## Complete the following
1) In the article on the Johns Hopkins deal with Advanced Cell Diagnostics, shorten the paragraph beginning "Biomarker research is crucial" while keeping its main facts.
2) Write the next part of the article on the Johns Hopkins deal with Advanced Cell Diagnostics, starting after its last sentence.

## Passage
#####
In a coup for Advanced Cell Diagnostics (ACD), Johns Hopkins University has inked a deal with the company to supply its technology to help validate new biomarkers and drug targets useful for cancer immunotherapy.
Neither side is disclosing financial terms. But the work will be conducted at the Sidney Kimmel Comprehensive Cancer Center at Johns Hopkins and involve ACD's RNAscope platform.
Biomarker research is crucial to cancer immunotherapy, ACD explains, as the treatment involves harnessing a patient's immune system to beat back cancer. Biomarkers are necessary to guide immune therapies specific to a given patient; molecules that modulate the immune system are thought to be viable targets in many different cancer subtypes. ACD says its RNAscope technology will be able to help pinpoint individual immune cell biomarkers, allowing for the identification of viable drug targets to supercharge the immune response and hopefully defeat the cancer in question.
ACD bills RNAscope as being able to both detect and quantify biomarkers with "single-molecule sensitivity."
#####
## Entries supplied
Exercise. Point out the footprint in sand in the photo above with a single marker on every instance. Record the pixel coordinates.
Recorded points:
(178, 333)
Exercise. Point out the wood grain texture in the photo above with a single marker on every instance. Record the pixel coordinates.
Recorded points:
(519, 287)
#####
## Results for the exercise
1) Biomarker research is key to cancer immunotherapy, which uses a patient's immune system to fight cancer. Biomarkers guide therapies fitted to each patient, and molecules that modulate the immune system are seen as possible targets in many cancer subtypes. ACD says RNAscope can pinpoint individual immune cell biomarkers and help identify drug targets that strengthen the immune response against the cancer.

2)
Cancer immunotherapy has gained major traction lately. ACD cites one instance in which Johns Hopkins investigators successfully targeted PD1 in a number of solid tumors in early-stage cancer immunotherapy-related clinical trials. AstraZeneca's ($AZN) MedImmune, in another example, is working with the Cancer Research Institute and the Ludwig Institute on a series of trials in the space. MedImmune will contribute its CTLA-4 blocking antibody tremelimumab, an OX40 receptor agonist antibody, and a B7-H1- (or PD-L1-) blocking antibody dubbed MEDI4736. Both will be paired with compounds each institute is developing or outside programs.
ACD, meanwhile, continues to pursue an expansion fueled by a $12 million Series B financing secured in November 2012. The company is working with many other partners outside of academia, including Definiens, an imaging and data-analysis company based in Germany, and Roche's ($RHHBY) Ventana.